• [Written request]:
Count the lines below that contain the string "Query", matching uppercase and lowercase exactly, and give only that number.

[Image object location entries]
☆ ☆ ☆ ☆
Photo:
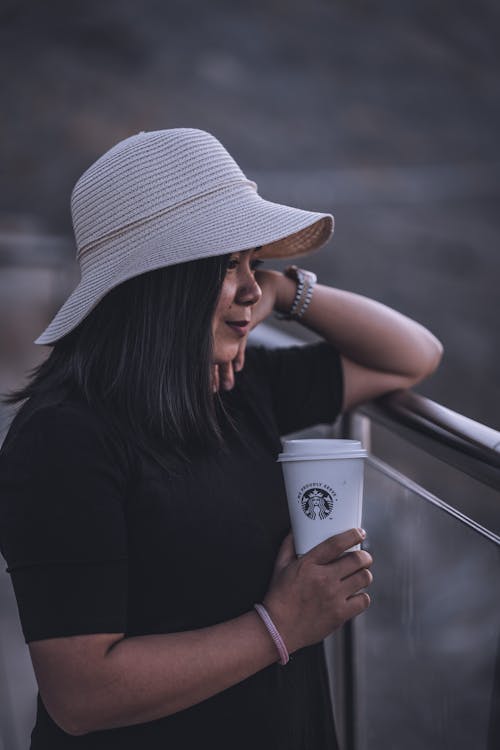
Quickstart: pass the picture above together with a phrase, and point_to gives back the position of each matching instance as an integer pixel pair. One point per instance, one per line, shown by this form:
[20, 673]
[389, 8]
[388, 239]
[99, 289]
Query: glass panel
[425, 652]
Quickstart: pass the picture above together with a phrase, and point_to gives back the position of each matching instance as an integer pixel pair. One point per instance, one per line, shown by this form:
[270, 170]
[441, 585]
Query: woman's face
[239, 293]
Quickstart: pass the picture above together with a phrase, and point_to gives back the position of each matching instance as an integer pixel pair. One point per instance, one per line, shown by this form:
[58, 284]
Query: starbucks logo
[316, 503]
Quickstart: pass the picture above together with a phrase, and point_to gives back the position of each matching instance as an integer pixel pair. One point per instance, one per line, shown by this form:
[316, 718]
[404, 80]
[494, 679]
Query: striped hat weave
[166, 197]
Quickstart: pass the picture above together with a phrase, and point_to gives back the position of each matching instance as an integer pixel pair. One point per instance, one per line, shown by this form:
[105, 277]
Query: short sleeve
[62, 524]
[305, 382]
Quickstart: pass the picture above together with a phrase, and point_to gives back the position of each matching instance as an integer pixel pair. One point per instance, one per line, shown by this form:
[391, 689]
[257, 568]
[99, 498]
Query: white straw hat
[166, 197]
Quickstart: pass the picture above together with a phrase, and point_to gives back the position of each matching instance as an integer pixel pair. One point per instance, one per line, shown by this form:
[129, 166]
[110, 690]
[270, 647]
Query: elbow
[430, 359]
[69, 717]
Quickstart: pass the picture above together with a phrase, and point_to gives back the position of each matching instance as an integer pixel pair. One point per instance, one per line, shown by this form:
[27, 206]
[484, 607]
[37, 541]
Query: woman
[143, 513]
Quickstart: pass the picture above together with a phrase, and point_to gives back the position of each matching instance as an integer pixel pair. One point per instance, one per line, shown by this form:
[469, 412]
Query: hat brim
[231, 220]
☆ ☆ ☆ ☆
• [Completed exercise]:
9